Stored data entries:
┄┄┄┄┄┄┄┄┄┄┄┄┄┄┄┄┄┄┄┄
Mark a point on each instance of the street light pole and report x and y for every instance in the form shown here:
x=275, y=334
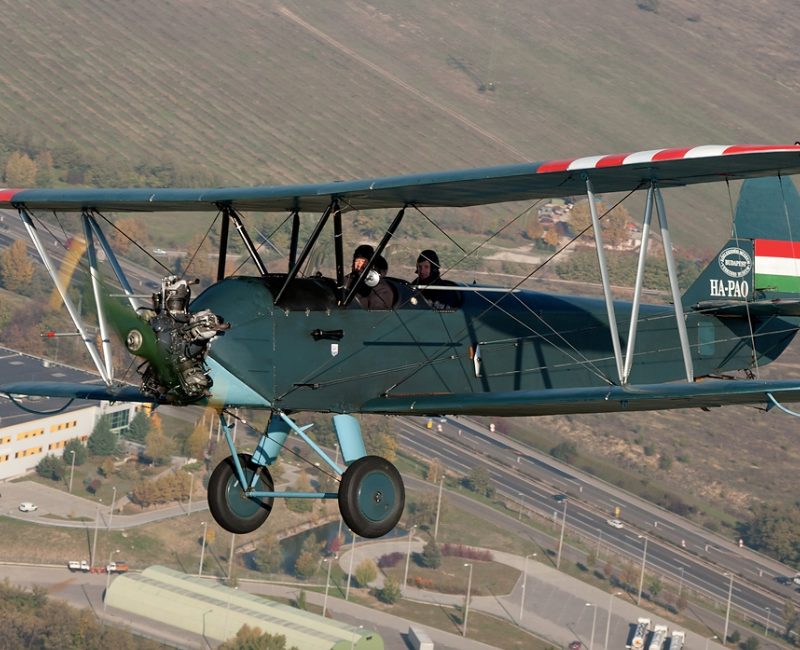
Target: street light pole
x=466, y=604
x=96, y=525
x=641, y=577
x=353, y=638
x=561, y=541
x=71, y=471
x=191, y=489
x=408, y=557
x=329, y=560
x=203, y=548
x=594, y=621
x=108, y=579
x=350, y=572
x=524, y=584
x=228, y=611
x=113, y=501
x=608, y=625
x=728, y=611
x=438, y=507
x=230, y=560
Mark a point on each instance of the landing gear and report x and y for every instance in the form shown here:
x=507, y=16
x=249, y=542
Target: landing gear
x=371, y=497
x=229, y=504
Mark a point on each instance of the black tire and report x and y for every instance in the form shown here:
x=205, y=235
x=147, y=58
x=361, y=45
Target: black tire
x=371, y=497
x=229, y=505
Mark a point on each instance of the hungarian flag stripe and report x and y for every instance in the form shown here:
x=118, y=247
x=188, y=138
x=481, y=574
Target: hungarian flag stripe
x=777, y=265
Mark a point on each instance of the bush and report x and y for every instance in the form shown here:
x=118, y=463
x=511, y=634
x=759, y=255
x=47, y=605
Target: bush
x=431, y=556
x=366, y=572
x=81, y=452
x=390, y=560
x=306, y=566
x=51, y=467
x=391, y=591
x=103, y=441
x=467, y=552
x=752, y=643
x=139, y=427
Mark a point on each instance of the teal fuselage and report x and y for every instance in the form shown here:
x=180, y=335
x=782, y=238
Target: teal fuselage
x=528, y=341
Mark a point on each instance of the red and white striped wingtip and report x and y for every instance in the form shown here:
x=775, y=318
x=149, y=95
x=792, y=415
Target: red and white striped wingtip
x=660, y=155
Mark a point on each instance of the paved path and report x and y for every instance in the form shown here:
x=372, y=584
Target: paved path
x=557, y=608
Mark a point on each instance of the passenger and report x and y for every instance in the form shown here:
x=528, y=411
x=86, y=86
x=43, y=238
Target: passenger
x=427, y=268
x=428, y=274
x=374, y=292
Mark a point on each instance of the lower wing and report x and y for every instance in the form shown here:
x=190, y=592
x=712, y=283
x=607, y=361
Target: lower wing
x=76, y=391
x=611, y=399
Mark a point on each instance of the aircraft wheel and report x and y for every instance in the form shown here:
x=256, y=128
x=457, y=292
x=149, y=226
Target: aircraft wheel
x=371, y=497
x=229, y=504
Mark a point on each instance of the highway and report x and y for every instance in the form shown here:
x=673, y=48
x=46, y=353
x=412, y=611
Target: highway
x=531, y=479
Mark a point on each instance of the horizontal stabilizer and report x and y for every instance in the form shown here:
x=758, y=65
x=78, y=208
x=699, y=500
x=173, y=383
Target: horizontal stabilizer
x=611, y=399
x=76, y=391
x=758, y=309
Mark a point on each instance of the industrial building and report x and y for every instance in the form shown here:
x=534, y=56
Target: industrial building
x=28, y=433
x=218, y=612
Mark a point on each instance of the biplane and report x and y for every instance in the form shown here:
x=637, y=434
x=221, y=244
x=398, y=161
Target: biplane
x=288, y=343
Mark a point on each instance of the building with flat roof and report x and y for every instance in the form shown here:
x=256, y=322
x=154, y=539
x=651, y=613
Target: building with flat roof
x=36, y=426
x=218, y=612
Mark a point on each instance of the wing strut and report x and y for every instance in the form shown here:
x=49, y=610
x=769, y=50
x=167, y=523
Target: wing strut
x=653, y=199
x=601, y=259
x=105, y=341
x=248, y=243
x=223, y=244
x=306, y=249
x=73, y=313
x=637, y=287
x=673, y=284
x=112, y=260
x=295, y=236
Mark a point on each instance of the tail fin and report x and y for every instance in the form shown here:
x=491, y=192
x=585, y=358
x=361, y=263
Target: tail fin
x=762, y=259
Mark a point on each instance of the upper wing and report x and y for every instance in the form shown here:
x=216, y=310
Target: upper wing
┄┄┄┄┄┄┄┄┄┄┄┄┄┄┄┄┄┄┄┄
Task requirements
Each line of the data above is to be output exactly; the pictures are not to appear.

Response to the exercise
Mark a point on each instance of the street light pole and report x and y for every instance in the form shown here:
x=275, y=334
Target: street light pole
x=466, y=604
x=96, y=525
x=641, y=577
x=353, y=638
x=561, y=541
x=71, y=471
x=191, y=489
x=408, y=557
x=329, y=560
x=203, y=548
x=594, y=621
x=108, y=579
x=350, y=572
x=524, y=584
x=228, y=611
x=113, y=501
x=608, y=625
x=728, y=611
x=438, y=507
x=230, y=560
Mark a point on each instance of the landing gear and report x and y for every instance in the form shown here:
x=507, y=16
x=249, y=542
Target: landing gear
x=371, y=497
x=229, y=504
Mark a point on each instance of the black tire and report x and y for every instance in the form shown here:
x=205, y=235
x=147, y=58
x=361, y=45
Target: black tire
x=371, y=497
x=229, y=505
Mark a point on each instance of the hungarian flag stripe and report x and y for every instance in the form shown here:
x=118, y=247
x=188, y=138
x=481, y=574
Target: hungarian flag stripe
x=777, y=265
Mark a point on each instance of the bush and report x and y for every instance in the form shown here:
x=118, y=463
x=511, y=634
x=759, y=255
x=47, y=605
Target: bush
x=431, y=556
x=366, y=572
x=81, y=452
x=390, y=560
x=306, y=566
x=51, y=467
x=391, y=591
x=103, y=441
x=467, y=552
x=752, y=643
x=139, y=427
Mark a point on each instance of the teal fuselage and report x and y for every instance in the form shown here:
x=180, y=335
x=782, y=238
Target: teal fuselage
x=528, y=341
Mark a point on each instance of the red and white striped wingtip and report x and y for every instance in the form shown here:
x=775, y=318
x=149, y=95
x=792, y=415
Target: red and white striped wingtip
x=660, y=155
Mark a point on each instance of the paved path and report x and y for every instance in the form shown here:
x=372, y=584
Target: paved path
x=557, y=608
Mark a point on each instance of the passenger and report x and y for every instance in the form shown here:
x=528, y=411
x=86, y=86
x=43, y=238
Target: passenger
x=427, y=268
x=428, y=274
x=374, y=292
Mark a point on each instance of the lower wing and report x and y for every instance in the form shown here:
x=190, y=592
x=712, y=283
x=607, y=361
Target: lower wing
x=76, y=391
x=611, y=399
Mark a point on each instance of the aircraft wheel and report x and y for every instance in the form shown here:
x=256, y=128
x=457, y=292
x=149, y=226
Target: aircraft wheel
x=371, y=497
x=229, y=504
Mark a point on each instance of the highway and report x and y for every instance in the form shown here:
x=673, y=48
x=46, y=353
x=412, y=611
Target: highway
x=531, y=479
Mark a point on each instance of the horizontal stabilizer and report x and y for every instance in the form shown here:
x=758, y=65
x=78, y=208
x=699, y=500
x=173, y=383
Target: horizontal stabilizer
x=611, y=399
x=76, y=391
x=758, y=309
Mark a point on each instance of the industrial building and report x and y for every instance in the form shown here:
x=534, y=56
Target: industrial building
x=28, y=433
x=218, y=612
Mark a point on each instance of the biplane and report x and y for every instance in the form shown here:
x=637, y=434
x=221, y=244
x=398, y=161
Target: biplane
x=288, y=343
Mark a point on each instance of the building with flat roof and report x and y for every instance in the form shown here:
x=256, y=322
x=154, y=539
x=651, y=613
Target: building with flat roof
x=36, y=426
x=218, y=612
Mark a point on each instance of the wing strut and report x and y for every instance in the form shown here:
x=49, y=610
x=769, y=50
x=167, y=523
Target: wing strut
x=653, y=199
x=601, y=259
x=105, y=341
x=248, y=243
x=223, y=244
x=306, y=249
x=73, y=313
x=637, y=287
x=673, y=284
x=112, y=260
x=295, y=236
Mark a point on each instance of the tail fin and report x and y for every instance in the form shown here:
x=491, y=192
x=585, y=358
x=361, y=263
Target: tail fin
x=762, y=259
Mark a point on each instance of the upper wing and report x and y for every instance in the form shown here:
x=216, y=310
Target: upper wing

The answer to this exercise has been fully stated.